§ **TASK DETAILS**:
Render the entries starting at the line containing "query: white pearl heel" and ending at the line containing "485,635 -> 657,877" as a numbered list, leaving out any blank lines.

§ **LISTED RECORDS**:
-- begin --

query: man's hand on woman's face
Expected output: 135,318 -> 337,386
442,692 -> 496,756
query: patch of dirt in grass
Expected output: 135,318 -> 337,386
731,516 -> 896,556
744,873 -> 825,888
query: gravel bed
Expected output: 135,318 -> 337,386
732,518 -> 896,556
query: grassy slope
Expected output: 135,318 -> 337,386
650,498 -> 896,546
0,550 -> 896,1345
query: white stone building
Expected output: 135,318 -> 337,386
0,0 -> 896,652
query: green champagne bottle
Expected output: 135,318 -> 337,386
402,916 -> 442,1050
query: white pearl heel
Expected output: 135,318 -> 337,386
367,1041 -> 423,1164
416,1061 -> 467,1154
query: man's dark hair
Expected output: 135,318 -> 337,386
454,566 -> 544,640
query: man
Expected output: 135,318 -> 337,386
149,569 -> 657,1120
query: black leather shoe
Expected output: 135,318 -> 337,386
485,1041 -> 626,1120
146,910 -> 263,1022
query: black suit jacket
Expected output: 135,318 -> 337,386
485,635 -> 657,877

-- end --
-- begin --

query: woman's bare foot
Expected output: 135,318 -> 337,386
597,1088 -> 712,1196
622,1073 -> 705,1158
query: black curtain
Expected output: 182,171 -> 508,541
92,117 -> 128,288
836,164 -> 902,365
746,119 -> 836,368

-- end --
-- begin --

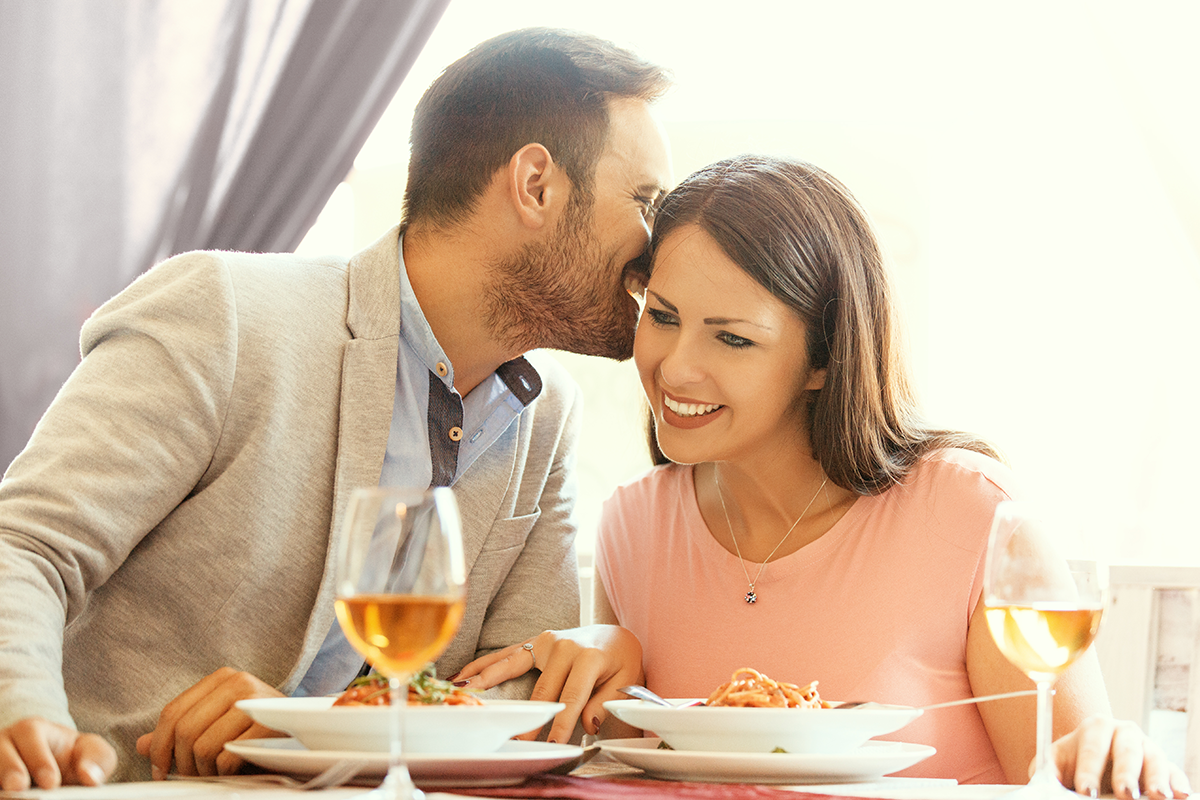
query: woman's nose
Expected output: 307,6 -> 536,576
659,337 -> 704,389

-- end --

§ **CORRECT OUTPUT**:
1. query: white pearl heel
2. Expected output: 135,318 -> 337,386
3. 367,1041 -> 423,1164
4. 416,1061 -> 467,1154
5. query: man's dark hair
6. Expected output: 135,318 -> 337,386
7. 454,566 -> 544,640
8. query: man
9. Expected output: 135,318 -> 337,386
10. 149,569 -> 657,1120
11. query: black leather shoe
12. Expected output: 135,318 -> 337,386
13. 485,1041 -> 626,1120
14. 146,910 -> 263,1022
15. query: black suit jacket
16. Expected output: 135,318 -> 337,386
17. 485,635 -> 657,877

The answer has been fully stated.